• **Excerpt provided**

-*-*-

So for us, the most important thing that we do is we leverage all the data to identify those patients who are sickest and most in need of a different kind of experience. 

That experience is a combination of extra human touch as well as leveraging technology so that we can work with them to help them understand that we’re with you 24/7. If you wake up at 3 AM and you’re not feeling well, we’re available to you. We talk to you, and if we’re convinced that you’re about to have a really acute episode, we’re going to ensure that you get seen by one of our docs, and if necessary that you go to the ER. If you’re hospitalized, there’s someone there that’s a trusted advisor to work with you, to say, it’s okay: here’s what I think it is and here’s what our plan is. When you get discharged, we ensure that you get transportation home. We’re going to come and see you within 24 or 48 hours of you being homebound. We’re going to communicate with your next of kin to make sure they understand what’s going on. All these things don’t happen today in our healthcare system.

-*-*-

(Referring-expression pointing data)
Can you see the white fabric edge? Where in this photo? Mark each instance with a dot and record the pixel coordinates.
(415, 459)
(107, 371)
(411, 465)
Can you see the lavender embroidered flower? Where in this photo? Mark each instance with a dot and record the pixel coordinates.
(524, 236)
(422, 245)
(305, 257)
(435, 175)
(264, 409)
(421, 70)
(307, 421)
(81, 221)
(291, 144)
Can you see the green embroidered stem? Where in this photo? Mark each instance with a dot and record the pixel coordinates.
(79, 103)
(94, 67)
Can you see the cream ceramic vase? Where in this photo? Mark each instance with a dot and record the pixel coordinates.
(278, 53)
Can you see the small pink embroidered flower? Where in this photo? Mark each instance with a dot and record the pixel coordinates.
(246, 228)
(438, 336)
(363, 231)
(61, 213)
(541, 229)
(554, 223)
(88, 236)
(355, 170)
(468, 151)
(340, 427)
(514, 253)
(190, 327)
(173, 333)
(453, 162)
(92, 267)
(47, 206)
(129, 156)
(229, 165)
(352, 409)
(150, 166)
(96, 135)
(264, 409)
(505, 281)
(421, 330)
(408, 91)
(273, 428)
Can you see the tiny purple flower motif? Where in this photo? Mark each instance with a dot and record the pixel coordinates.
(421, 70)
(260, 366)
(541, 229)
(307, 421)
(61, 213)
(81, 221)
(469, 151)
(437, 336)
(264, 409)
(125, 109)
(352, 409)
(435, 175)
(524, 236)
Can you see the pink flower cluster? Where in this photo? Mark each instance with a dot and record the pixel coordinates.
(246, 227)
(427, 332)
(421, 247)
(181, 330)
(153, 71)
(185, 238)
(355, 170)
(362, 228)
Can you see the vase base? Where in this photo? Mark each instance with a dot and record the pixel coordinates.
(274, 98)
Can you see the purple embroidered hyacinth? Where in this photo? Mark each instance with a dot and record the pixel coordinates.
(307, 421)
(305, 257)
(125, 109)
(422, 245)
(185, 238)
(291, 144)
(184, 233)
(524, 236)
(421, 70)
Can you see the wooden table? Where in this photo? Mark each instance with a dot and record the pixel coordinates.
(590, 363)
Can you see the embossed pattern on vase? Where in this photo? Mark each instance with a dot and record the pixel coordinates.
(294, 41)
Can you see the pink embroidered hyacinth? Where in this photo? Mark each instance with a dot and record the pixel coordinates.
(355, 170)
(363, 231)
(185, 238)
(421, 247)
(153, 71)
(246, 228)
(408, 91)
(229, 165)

-*-*-

• **Requirement 1**
In the excerpt on caring for the sickest patients, rewrite the stretch from "So for us, the" through "kind of experience.", substituting "members" for "patients".
• **Requirement 2**
According to the excerpt on caring for the sickest patients, how soon after someone becomes homebound will the team come to see them?

• **Response 1**
So for us, the most important thing that we do is we leverage all the data to identify those members who are sickest and most in need of a different kind of experience.

• **Response 2**
Within 24 or 48 hours.